━━ Data extract ━━

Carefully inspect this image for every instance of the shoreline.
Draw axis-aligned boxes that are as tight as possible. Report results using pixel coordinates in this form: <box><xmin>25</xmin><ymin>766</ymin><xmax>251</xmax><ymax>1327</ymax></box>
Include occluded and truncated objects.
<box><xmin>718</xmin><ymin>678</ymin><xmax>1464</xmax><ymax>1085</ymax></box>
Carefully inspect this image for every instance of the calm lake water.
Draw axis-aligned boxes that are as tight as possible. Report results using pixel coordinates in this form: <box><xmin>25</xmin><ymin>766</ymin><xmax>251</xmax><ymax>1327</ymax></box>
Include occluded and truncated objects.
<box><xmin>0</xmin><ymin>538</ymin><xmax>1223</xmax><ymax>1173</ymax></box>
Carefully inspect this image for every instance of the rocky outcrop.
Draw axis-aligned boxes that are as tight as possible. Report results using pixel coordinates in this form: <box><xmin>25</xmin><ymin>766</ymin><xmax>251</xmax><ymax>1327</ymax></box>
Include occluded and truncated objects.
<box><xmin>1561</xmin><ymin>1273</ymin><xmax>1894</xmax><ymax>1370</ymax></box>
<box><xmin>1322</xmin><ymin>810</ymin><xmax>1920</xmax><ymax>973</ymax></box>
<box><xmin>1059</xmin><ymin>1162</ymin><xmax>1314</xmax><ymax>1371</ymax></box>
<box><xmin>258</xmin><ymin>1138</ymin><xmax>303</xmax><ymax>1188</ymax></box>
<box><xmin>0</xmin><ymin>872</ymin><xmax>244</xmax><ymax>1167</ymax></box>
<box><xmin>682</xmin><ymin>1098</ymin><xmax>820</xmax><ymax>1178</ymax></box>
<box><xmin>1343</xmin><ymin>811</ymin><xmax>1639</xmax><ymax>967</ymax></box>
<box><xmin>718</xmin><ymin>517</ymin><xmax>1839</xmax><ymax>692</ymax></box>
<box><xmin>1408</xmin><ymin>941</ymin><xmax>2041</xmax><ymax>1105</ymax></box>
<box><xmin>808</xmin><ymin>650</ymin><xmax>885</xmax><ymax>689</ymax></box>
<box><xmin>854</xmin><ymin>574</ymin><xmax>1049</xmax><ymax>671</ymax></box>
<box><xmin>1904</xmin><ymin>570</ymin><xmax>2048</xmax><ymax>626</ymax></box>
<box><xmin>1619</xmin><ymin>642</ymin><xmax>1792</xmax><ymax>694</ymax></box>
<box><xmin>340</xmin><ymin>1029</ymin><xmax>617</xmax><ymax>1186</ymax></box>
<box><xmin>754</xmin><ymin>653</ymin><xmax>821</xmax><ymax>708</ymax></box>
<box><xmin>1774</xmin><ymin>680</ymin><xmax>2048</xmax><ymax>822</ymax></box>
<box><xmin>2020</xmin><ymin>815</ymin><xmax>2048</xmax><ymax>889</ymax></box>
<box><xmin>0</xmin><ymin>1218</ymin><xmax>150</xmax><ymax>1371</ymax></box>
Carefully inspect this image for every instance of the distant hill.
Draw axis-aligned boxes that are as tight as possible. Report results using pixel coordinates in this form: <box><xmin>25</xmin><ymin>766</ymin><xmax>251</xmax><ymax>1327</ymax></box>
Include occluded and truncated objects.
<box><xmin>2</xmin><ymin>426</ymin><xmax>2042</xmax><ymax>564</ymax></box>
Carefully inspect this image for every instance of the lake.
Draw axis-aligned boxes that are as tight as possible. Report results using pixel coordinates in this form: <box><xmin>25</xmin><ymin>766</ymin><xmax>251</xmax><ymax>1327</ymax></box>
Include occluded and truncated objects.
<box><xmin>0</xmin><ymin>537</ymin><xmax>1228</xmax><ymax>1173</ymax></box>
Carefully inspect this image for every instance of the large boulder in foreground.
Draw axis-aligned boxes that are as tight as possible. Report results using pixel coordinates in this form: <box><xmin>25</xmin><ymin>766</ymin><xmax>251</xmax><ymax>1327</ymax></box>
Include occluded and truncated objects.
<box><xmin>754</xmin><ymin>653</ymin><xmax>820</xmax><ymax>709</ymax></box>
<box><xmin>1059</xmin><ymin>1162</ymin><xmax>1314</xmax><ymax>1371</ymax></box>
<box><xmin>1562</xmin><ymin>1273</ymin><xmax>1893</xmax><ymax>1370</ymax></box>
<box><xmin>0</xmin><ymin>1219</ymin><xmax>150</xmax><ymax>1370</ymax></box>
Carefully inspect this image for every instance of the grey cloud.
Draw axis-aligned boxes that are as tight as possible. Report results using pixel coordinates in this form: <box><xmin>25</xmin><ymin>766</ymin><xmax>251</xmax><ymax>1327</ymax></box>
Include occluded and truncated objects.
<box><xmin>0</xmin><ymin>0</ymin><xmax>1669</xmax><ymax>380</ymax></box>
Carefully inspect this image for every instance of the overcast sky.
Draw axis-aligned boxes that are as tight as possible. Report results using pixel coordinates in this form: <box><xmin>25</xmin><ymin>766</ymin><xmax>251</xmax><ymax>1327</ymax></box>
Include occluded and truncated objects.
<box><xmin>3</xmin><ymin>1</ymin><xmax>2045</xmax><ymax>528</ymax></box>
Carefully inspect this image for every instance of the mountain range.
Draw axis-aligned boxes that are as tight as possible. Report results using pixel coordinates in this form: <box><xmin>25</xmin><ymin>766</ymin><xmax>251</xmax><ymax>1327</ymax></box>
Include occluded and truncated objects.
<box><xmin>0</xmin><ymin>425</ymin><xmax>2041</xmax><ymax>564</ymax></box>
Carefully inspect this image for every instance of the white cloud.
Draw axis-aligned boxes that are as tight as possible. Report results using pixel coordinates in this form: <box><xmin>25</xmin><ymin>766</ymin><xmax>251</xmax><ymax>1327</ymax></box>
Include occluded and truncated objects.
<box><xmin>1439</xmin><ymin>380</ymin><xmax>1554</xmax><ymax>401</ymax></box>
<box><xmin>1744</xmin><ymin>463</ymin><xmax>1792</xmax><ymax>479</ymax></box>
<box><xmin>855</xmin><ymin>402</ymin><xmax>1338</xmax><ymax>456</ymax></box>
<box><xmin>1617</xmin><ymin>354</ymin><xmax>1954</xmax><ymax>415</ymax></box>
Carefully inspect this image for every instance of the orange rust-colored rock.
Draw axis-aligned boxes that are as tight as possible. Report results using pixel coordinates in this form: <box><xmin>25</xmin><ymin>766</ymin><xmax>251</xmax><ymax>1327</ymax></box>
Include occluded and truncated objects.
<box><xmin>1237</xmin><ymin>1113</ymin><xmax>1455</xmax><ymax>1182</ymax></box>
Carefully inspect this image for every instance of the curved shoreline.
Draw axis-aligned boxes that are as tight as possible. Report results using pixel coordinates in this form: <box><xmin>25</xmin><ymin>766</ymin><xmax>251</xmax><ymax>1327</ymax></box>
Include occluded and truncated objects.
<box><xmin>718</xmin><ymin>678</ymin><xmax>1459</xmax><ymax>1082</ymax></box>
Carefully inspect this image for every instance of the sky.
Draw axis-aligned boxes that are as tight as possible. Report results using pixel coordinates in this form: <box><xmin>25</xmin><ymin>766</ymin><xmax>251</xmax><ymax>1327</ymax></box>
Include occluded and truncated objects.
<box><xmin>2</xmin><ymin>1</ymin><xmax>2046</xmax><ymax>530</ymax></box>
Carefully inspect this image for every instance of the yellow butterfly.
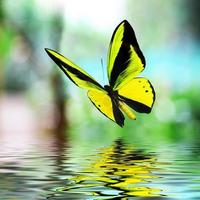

━━━

**Exercise details:**
If a line in the entries above contains "lake", report it.

**Result:**
Carefully inspect this image for every instance of the calm lake water.
Carefully inspect this image for every instance of the lake.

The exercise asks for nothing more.